# Компьютерные технологии > СОФТ (SOFT) >  Проблема с VmWare

## Saiden

В общем проблема такая - решил сделать виртуальную машинку, но при установке винды при выбори жесткого диска, говорит, что неможет отформатить хард и, кто нибудь сталкивался с такой траблой?

----------


## Delta

> В общем проблема такая - решил сделать виртуальную машинку, но при установке винды при выбори жесткого диска, говорит, что неможет отформатить хард и, кто нибудь сталкивался с такой траблой?


- да нуу, так не бывает... :)

Сформируй гостевую ОС с настройками по умолчанию - все заработает.
Скорее всего - выбрал "физический диск" для гостевой ОС ?

----------


## Saiden

Там отдельная машина и отдельная система... пытается создаться...

----------


## Cygnus

это конечно для меня очень интересная ситуация :)
скинь настройки которые ты делал .. может там трабла ...
Вроде бы в самом начале варь выдает весь список того что тебе нужно ты сам выбираешь а дальше уже нормально все должно пройти ...
Короче скинь настройки, подумаем ... :)

----------


## Delta

> Вроде бы в самом начале варь выдает весь список того что тебе нужно ты сам выбираешь а дальше уже нормально все должно пройти ...


VMware Workstation :
1. Создание гостевой ОС - из списка (нужно выбрать соответствующую)
2. Настройки аппаратной конфигурации для гостевой ОС выбрать "обычные" (есть еще и специальные - их пока лучше не трогать) - обратить внимание на CD-ROM - использовать физический (эксклюзивное использование или разделение (sharing) с ""хостовой ОС") или образ диска (файл ISO) - пока лучше выбрать физическое устройство в эксклюзивном режиме.
3. Запустить конфигурацию (в CD-ROM уже д.б. установлен загрузочный диск с "гостевой" ОС).
   В этом случае проблем не будет (никаких).

----------


## E}|{uk

Fdisk для начала делают. потом только форматируют. Подключай дискетку как виртуальную и грузи WMWARE с неё и там уже fdiskом создай раздел и форматируй его.

Записи:
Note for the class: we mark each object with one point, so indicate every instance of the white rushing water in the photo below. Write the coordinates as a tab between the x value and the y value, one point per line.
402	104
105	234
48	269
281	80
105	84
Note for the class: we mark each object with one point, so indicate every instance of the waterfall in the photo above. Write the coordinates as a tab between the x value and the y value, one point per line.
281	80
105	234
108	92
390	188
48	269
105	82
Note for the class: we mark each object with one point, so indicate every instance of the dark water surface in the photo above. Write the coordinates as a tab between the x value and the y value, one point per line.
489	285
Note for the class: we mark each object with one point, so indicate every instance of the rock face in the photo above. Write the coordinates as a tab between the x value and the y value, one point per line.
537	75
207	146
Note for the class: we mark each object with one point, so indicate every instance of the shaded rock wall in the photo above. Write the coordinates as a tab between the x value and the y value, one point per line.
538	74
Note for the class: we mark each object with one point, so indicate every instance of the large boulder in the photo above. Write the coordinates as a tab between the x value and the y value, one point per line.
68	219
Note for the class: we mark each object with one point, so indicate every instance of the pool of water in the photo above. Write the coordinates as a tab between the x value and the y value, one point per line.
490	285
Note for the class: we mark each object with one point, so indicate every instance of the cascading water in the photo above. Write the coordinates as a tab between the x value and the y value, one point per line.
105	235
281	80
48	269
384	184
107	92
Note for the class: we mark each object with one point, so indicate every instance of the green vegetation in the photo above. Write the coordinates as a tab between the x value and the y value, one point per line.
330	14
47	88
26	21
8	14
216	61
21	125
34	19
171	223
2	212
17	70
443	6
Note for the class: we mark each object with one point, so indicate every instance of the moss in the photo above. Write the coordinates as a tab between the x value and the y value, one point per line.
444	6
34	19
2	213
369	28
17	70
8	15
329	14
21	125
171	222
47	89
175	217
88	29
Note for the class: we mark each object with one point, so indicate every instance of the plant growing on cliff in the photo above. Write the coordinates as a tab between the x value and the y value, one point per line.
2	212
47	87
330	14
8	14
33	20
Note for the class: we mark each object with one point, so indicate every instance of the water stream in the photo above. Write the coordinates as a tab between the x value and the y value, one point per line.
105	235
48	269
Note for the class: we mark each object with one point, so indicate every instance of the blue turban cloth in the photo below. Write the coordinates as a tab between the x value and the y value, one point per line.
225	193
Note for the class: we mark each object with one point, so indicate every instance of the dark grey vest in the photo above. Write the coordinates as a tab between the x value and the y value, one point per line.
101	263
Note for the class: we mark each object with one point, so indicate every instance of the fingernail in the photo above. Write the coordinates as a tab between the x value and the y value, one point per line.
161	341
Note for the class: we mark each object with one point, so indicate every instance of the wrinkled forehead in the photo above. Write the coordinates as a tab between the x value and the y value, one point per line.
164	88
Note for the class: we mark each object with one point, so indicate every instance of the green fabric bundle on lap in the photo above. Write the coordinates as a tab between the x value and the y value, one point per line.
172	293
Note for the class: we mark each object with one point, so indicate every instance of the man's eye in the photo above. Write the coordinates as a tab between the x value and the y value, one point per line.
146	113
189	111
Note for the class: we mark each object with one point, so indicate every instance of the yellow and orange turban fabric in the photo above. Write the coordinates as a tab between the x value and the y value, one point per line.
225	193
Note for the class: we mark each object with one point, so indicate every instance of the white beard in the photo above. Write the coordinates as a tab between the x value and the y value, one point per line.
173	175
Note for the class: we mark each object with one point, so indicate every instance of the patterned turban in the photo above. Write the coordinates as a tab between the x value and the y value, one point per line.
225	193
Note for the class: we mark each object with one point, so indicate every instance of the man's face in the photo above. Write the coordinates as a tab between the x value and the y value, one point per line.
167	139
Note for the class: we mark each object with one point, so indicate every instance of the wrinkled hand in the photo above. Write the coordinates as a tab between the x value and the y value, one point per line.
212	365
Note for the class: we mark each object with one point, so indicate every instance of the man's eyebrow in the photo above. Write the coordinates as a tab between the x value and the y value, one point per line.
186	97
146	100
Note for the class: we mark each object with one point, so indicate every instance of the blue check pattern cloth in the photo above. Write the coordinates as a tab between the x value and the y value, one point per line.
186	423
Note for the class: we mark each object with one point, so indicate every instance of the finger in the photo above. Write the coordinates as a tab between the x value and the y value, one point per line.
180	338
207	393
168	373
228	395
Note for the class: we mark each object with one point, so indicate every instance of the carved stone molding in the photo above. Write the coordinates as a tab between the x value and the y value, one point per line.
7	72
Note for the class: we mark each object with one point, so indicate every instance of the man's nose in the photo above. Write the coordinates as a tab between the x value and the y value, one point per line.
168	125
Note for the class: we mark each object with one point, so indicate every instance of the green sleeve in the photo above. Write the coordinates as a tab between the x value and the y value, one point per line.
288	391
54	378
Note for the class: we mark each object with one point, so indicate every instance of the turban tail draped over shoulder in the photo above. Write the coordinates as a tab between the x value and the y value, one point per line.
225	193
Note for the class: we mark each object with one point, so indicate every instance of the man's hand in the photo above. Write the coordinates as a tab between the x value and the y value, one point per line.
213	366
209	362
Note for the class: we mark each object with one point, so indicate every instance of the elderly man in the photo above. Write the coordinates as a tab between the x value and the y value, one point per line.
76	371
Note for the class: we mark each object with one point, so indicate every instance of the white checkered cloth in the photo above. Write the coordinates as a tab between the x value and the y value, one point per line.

Выполните задания:
A. Перескажите короче абзац обсуждения проблемы с VMware, начинающийся словами «VMware Workstation», сохранив все его шаги.
B. Напишите продолжение обсуждения проблемы с VMware, начиная после последнего сообщения.

Ответы к заданиям:
A.
1. Выбрать нужную гостевую ОС из списка.
2. Задать обычные настройки аппаратной конфигурации. Для CD-ROM пока лучше выбрать физическое устройство в эксклюзивном режиме, а не разделение с хостовой ОС и не образ ISO.
3. Вставить в CD-ROM загрузочный диск гостевой ОС и запустить конфигурацию. Тогда никаких проблем не будет.

B.
----------


## Андрей из Сама

Не видит USB соединения, версия VMware Workstation 5.5.9 Build 126128

----------


## imtade

Добрый день, товарищи!
Задача такова: наладить общение WinXp на виртуальной машине с WinXp на самом компьютере. Компьютер подключен к интернету по средствам wi-fi точки+роутер и получает ip: 192.168.1.3 При изначальной установке виртуальной машины и выставления в ее настройках сети "Bridged" все хорошо: ВМ видит компьютер, пингуя его по 192.168.1.3. При отключении беспроводного соединения связь теряется. Вопрос в назначении соединений, созданных Vmware при установки (VmNet1, VmNet8) и как все эти соединения завязать для того, чтобы можно было общаться между виртуалкой и основной машиной.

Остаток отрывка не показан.